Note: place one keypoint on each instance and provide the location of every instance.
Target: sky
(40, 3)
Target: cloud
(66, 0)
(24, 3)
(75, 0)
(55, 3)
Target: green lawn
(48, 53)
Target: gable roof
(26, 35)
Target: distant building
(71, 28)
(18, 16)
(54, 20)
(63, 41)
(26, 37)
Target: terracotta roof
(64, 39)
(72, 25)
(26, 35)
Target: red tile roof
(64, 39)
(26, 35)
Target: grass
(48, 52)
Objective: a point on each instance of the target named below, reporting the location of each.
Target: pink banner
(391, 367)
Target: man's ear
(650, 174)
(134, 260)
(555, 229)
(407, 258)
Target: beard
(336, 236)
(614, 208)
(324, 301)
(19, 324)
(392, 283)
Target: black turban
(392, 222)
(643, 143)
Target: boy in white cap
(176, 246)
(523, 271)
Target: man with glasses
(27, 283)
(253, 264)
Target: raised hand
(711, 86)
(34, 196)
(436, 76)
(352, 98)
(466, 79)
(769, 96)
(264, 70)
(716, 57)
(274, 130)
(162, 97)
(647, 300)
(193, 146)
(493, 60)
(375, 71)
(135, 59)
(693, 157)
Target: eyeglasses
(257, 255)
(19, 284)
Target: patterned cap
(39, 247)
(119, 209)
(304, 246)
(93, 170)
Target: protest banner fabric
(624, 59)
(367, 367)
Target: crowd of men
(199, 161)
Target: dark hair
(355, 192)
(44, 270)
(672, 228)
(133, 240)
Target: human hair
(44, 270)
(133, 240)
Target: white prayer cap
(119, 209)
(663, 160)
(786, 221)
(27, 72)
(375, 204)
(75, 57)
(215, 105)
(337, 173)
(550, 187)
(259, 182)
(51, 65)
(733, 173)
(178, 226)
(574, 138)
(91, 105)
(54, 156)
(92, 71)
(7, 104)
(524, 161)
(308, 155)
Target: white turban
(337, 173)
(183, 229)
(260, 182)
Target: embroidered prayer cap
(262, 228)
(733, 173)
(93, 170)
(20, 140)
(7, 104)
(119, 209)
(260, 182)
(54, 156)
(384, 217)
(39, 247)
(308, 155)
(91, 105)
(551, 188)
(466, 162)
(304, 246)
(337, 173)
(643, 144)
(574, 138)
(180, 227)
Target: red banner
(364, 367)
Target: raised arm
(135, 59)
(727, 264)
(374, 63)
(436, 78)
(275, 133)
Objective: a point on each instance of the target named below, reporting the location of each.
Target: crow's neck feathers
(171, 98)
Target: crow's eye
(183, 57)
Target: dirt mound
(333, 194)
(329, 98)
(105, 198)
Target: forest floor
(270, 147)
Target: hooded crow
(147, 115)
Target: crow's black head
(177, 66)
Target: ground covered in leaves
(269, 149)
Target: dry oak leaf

******

All of the records above are to be copied exactly.

Note: place one keypoint on each instance and provide the location of every instance.
Target: sky
(40, 3)
Target: cloud
(66, 0)
(24, 3)
(75, 0)
(55, 3)
Target: green lawn
(48, 53)
Target: gable roof
(26, 35)
Target: distant building
(71, 28)
(18, 16)
(54, 20)
(63, 41)
(26, 37)
Target: terracotta roof
(64, 39)
(72, 25)
(26, 35)
Target: red tile roof
(64, 39)
(26, 35)
Target: grass
(48, 52)
Objective: a point on each instance of the target named below, reporting the location of each.
Target: pink banner
(391, 367)
Target: man's ear
(650, 174)
(134, 260)
(555, 229)
(407, 258)
Target: beard
(336, 236)
(614, 208)
(324, 301)
(19, 324)
(392, 283)
Target: black turban
(392, 222)
(643, 143)
Target: boy in white cap
(176, 246)
(523, 271)
Target: man with glasses
(27, 283)
(253, 264)
Target: raised hand
(711, 86)
(34, 196)
(436, 76)
(352, 98)
(466, 79)
(769, 96)
(264, 70)
(716, 57)
(274, 130)
(162, 97)
(647, 300)
(193, 146)
(493, 60)
(375, 71)
(135, 59)
(693, 157)
Target: eyeglasses
(257, 255)
(19, 284)
Target: patterned cap
(39, 247)
(119, 209)
(304, 246)
(93, 170)
Target: protest banner fabric
(624, 59)
(367, 367)
Target: crowd of men
(199, 161)
Target: dark hair
(355, 192)
(44, 270)
(672, 228)
(133, 240)
Target: human hair
(44, 270)
(133, 240)
Target: white prayer cap
(119, 209)
(663, 160)
(786, 221)
(27, 72)
(375, 204)
(75, 57)
(215, 105)
(337, 173)
(550, 187)
(259, 182)
(51, 65)
(733, 173)
(178, 226)
(574, 138)
(91, 105)
(54, 156)
(92, 71)
(7, 104)
(524, 161)
(308, 155)
Target: white turban
(337, 173)
(183, 229)
(260, 182)
Target: embroidered prayer cap
(262, 228)
(733, 173)
(93, 170)
(20, 140)
(7, 104)
(119, 209)
(260, 182)
(54, 156)
(384, 217)
(39, 247)
(308, 155)
(91, 105)
(551, 188)
(466, 162)
(304, 246)
(337, 173)
(643, 144)
(574, 138)
(180, 227)
Target: red banner
(364, 367)
Target: raised arm
(135, 59)
(727, 264)
(374, 63)
(436, 78)
(275, 133)
Objective: a point on each instance of the target named below, reporting the location of each.
Target: crow's neck feathers
(171, 98)
Target: crow's eye
(183, 57)
Target: dirt mound
(333, 194)
(329, 98)
(105, 198)
Target: forest floor
(270, 147)
Target: hooded crow
(147, 115)
Target: crow's black head
(177, 66)
Target: ground covered in leaves
(269, 149)
Target: dry oak leaf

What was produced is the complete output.